-- TASK DIRECTIONS --
Retype the following data exactly, but leave its pictures out.

-------------------------

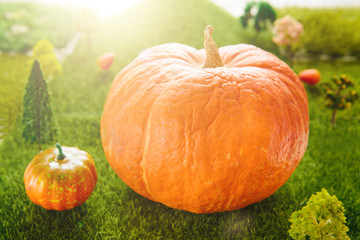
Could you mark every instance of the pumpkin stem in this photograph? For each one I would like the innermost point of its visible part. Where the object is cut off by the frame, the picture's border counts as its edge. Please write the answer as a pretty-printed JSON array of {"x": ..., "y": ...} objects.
[
  {"x": 213, "y": 59},
  {"x": 61, "y": 155}
]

-------------------------

-- EXERCISE OUTPUT --
Could you mark every instance of the pumpkin stem in this photograph? For each one I would like the innermost point of its visible part. Where the object is cut off by the frame, the picture's border counts as its edge. Please write the answer as a pretty-printed JSON array of {"x": ..., "y": ...} objects.
[
  {"x": 213, "y": 59},
  {"x": 61, "y": 155}
]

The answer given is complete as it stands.